___ PASSAGE SHOWN
‘Pushy’ Fergie reveals fight to change law – ‘I kept thinking of Beatrice and Eugenie’

The Duchess of York, who herself is a mother to Princesses Eugenie and Beatrice, has opened up about how she first met the parents of Natasha Ednan-Laperouse as they flew back to the UK with their daughter’s body. Natasha Ednan-Laperouse, 15, collapsed on a British Airways flight from London to Nice in France in July, 2016. The youngster had suffered a severe allergic reaction after eating a sandwich that contained traces of sesame seeds on a flight to Nice, France, with her father and her best friend. She and her father had checked the label but it did not mention sesame seeds to which she was violently allergic.

I just felt so much pain for you

Sarah Ferguson

The schoolgirl was given CPR for around 50 minutes on the flight after two EpiPens and an adrenalin injection failed to halt symptoms that caused a cardiac arrest.
______
___ SUPPLIED INFORMATION
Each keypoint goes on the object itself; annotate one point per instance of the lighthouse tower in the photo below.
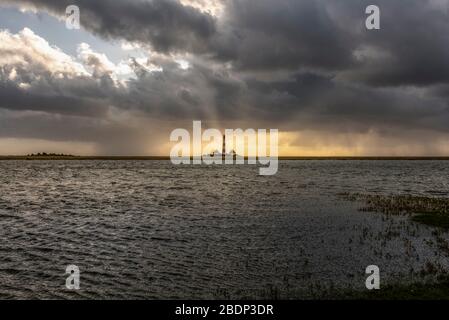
(223, 152)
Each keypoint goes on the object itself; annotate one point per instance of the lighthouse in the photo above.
(223, 152)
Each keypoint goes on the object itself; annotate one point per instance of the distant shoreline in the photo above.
(153, 158)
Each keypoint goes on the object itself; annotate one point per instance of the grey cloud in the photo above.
(166, 25)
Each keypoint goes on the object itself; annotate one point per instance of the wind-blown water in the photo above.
(148, 229)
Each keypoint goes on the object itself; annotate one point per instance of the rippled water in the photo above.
(148, 229)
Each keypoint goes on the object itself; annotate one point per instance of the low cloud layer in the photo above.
(300, 66)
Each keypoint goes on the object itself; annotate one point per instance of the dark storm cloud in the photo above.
(265, 34)
(411, 48)
(166, 25)
(290, 64)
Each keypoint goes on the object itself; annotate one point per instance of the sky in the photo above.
(138, 69)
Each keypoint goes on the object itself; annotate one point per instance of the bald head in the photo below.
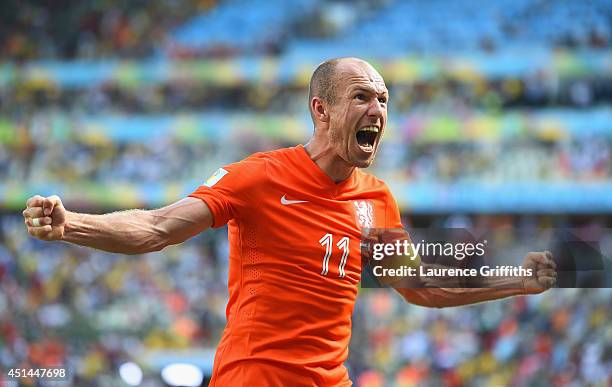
(324, 80)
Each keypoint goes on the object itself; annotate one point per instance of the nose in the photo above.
(376, 109)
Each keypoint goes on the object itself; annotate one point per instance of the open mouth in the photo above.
(366, 138)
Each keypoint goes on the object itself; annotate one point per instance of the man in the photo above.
(295, 218)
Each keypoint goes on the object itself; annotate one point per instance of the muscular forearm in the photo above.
(127, 232)
(447, 297)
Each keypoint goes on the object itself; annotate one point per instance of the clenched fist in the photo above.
(544, 271)
(45, 218)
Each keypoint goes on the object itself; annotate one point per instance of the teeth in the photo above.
(369, 129)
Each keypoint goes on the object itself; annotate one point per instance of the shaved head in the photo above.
(323, 83)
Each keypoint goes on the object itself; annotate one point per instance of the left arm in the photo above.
(544, 277)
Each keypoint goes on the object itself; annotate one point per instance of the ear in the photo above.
(319, 109)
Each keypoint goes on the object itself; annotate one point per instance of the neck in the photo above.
(322, 154)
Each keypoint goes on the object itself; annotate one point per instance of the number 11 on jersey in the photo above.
(327, 241)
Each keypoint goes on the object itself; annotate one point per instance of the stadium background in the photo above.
(499, 117)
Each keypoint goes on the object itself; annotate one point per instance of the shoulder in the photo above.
(282, 154)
______
▸ **TASK REQUIREMENTS**:
1. In the article on Natasha Ednan-Laperouse, for about how long was she given CPR on the flight?
2. Please extract the part of the article on Natasha Ednan-Laperouse starting with "I just felt" and going on through "a cardiac arrest.".

▸ **ACTIVITY ANSWERS**:
1. For around 50 minutes.

2.
I just felt so much pain for you

Sarah Ferguson

The schoolgirl was given CPR for around 50 minutes on the flight after two EpiPens and an adrenalin injection failed to halt symptoms that caused a cardiac arrest.